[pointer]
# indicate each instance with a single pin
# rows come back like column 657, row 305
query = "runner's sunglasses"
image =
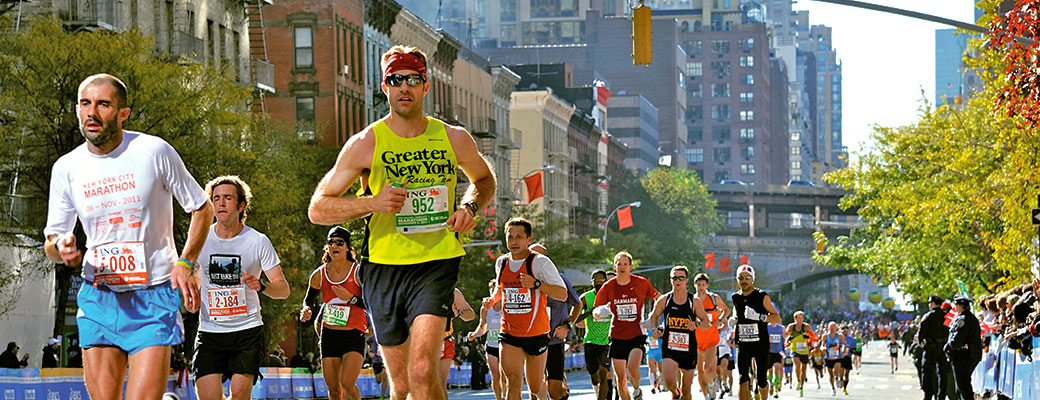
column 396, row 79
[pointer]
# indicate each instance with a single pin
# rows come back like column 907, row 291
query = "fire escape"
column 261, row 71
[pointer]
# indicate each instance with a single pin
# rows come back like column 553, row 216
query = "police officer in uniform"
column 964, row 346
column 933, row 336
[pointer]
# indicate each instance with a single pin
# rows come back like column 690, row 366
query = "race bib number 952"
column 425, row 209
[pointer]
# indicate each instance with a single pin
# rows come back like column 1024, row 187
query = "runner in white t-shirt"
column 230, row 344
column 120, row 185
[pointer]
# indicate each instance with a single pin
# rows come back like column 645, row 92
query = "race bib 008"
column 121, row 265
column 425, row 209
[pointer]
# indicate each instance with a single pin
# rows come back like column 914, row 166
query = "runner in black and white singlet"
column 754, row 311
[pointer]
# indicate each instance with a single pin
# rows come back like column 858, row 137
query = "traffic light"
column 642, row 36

________________________

Set task
Rewrite every line of the material above as a JSON list of strings, one string per line, with blank lines and the picture left out.

Correct answer
[
  "[pointer]",
  "# indicate each instance with a single pin",
  "# rows come back like column 657, row 305",
  "query = \"runner's sunglasses\"",
  "image =",
  "column 396, row 79",
  "[pointer]",
  "# indicate each instance with a single pin",
  "# rows come back like column 907, row 291",
  "query = \"fire escape\"",
  "column 261, row 71",
  "[pointer]",
  "# indicate each instance with a single pin",
  "# rows come back like column 553, row 216",
  "query = \"police officer in uniform\"",
  "column 964, row 346",
  "column 933, row 336",
  "[pointer]",
  "# indicate each instance with a single pin",
  "# rows come back like column 690, row 366",
  "query = \"race bib number 952\"",
  "column 425, row 209",
  "[pointer]",
  "# indicate each instance with a single pin",
  "# rows come back like column 1024, row 187",
  "query = \"runner in white t-shirt\"",
  "column 230, row 344",
  "column 120, row 185",
  "[pointer]",
  "# indicate each instance with a single pin",
  "# rows come back like column 645, row 92",
  "query = \"race bib 008\"",
  "column 121, row 265",
  "column 425, row 209",
  "[pointer]",
  "# indicate each instance with a single pin",
  "# rows come back like column 914, row 166",
  "query = \"runner in black and white singlet\"",
  "column 754, row 311",
  "[pointer]",
  "# indicate each instance with a single pin",
  "# rows come back like column 858, row 137",
  "query = \"traffic light\"",
  "column 642, row 36"
]